> TASKS AND EXERCISES:
- A) In the article on Richard Cordray leaving the consumer bureau, who originally picked Mr. Cordray to be the agency's enforcement director?
- B) Reproduce the article on Richard Cordray leaving the consumer bureau between "House Financial Services" and "the American people.", inclusive.

Here’s some trivia for you. Name one government official that President Trump, who ran on a populist platform that harnessed Americans’ anger toward Wall Street, never mentioned on Twitter? Sure enough, he has not commented on, or criticized, the consumer bureau or Richard Cordray on Twitter. Mr. Cordray announced that he is leaving, but did not discuss his future plans in his email. A bureau spokesman declined to comment.
 
One director, or a team of leaders? Mr. Trump will be able to reshape the agency to look more like other financial regulators, many of which are now run by former industry executives. Senator Elizabeth Warren (D Mass) originally picked Mr. Cordray to be the agency’s enforcement director before Mr. Obama appointed him to bureau director. Yesterday she praised Mr. Cordray for holding banks accountable and forcing companies to return money “to the people they cheated.”
 
Mayer Brown Consumer Financial Services partner and former CFPB official Ori Lev had some thoughts. “…While I didn’t always agree with his aggressive enforcement approach, Rich Cordray was a dedicated public servant who worked tirelessly on behalf of consumers and did a remarkable job of building a brand-new federal agency. The difficulty of that task is often overlooked by his critics. His departure will mark a stark change for the CFPB…
 
“It is unlikely that the announcement will have any immediate impact on pending CFPB litigation. Once a new Director is named by President Trump – either on an Acting basis under the Federal Vacancies Reform Act or on a permanent basis after Senate confirmation – the new Director may review pending litigation to determine if he or she wishes to continue to take the same legal positions the agency has been taking. It wouldn’t be surprising if the agency backed off some of its more aggressive legal positions. In the interim, defendants in such cases will likely seek to delay proceedings pending new CFPB leadership.”
 
House Financial Services Committee Chairman Jeb Hensarling (R-TX), stated, “We are long overdue for new leadership at the CFPB, a rogue agency that has done more to hurt consumers than help them. The CFPB tramples on the fundamental economic rights of American citizens, taking away their choices and opportunities. The extreme overregulation it imposes on our economy leads to higher costs and less access to financial products and services, particularly for Americans with lower and middle incomes. It has routinely denied market participants their due process rights. All this harm is made even worse by the fact that the CFPB is structurally unconstitutional and completely unaccountable to the American people.
 
“The resignation of the Bureau’s director is an excellent opportunity to enact desperately needed reforms. The Bureau has an important mission. Properly designed and led, it can truly protect consumers by ensuring they have access to competitive markets that are vigorously policed for fraud. That’s the best way to provide consumers with more affordable choices for the financial products and services they want and need. Americans deserve the opportunity to choose the checking account they want, the mortgage they want and the credit card they want. I look forward to working with President Trump’s choice for CFPB director to protect consumers.”

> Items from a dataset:
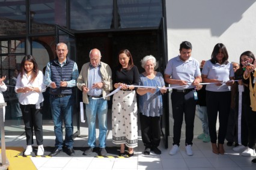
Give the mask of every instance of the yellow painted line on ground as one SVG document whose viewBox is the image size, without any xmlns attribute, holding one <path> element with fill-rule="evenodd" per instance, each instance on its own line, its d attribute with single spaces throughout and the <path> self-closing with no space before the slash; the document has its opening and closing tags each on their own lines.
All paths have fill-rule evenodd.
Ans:
<svg viewBox="0 0 256 170">
<path fill-rule="evenodd" d="M 21 147 L 6 147 L 6 156 L 10 163 L 8 170 L 37 170 L 30 157 L 18 156 L 23 150 Z"/>
</svg>

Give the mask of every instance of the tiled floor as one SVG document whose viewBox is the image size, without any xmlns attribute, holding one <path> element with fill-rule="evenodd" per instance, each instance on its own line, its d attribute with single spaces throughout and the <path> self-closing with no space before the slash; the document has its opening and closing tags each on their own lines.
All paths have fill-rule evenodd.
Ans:
<svg viewBox="0 0 256 170">
<path fill-rule="evenodd" d="M 85 132 L 87 130 L 84 129 Z M 107 145 L 114 146 L 111 141 L 111 132 L 108 135 Z M 54 145 L 54 136 L 44 136 L 44 146 Z M 251 162 L 253 157 L 243 157 L 239 153 L 232 151 L 232 147 L 225 145 L 226 153 L 217 155 L 212 152 L 210 143 L 204 143 L 195 138 L 194 155 L 187 156 L 184 151 L 184 138 L 181 139 L 180 151 L 174 156 L 169 155 L 169 150 L 163 148 L 161 142 L 159 148 L 162 154 L 142 154 L 144 147 L 141 138 L 139 146 L 135 148 L 135 156 L 130 158 L 98 158 L 79 157 L 31 157 L 38 169 L 256 169 L 256 163 Z M 172 139 L 169 139 L 169 143 Z M 6 136 L 7 146 L 25 147 L 25 136 Z M 74 146 L 87 146 L 85 137 L 75 139 Z M 254 158 L 255 158 L 254 157 Z"/>
</svg>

> RESPONSES IN ORDER:
- A) Senator Elizabeth Warren

- B)
House Financial Services Committee Chairman Jeb Hensarling (R-TX), stated, “We are long overdue for new leadership at the CFPB, a rogue agency that has done more to hurt consumers than help them. The CFPB tramples on the fundamental economic rights of American citizens, taking away their choices and opportunities. The extreme overregulation it imposes on our economy leads to higher costs and less access to financial products and services, particularly for Americans with lower and middle incomes. It has routinely denied market participants their due process rights. All this harm is made even worse by the fact that the CFPB is structurally unconstitutional and completely unaccountable to the American people.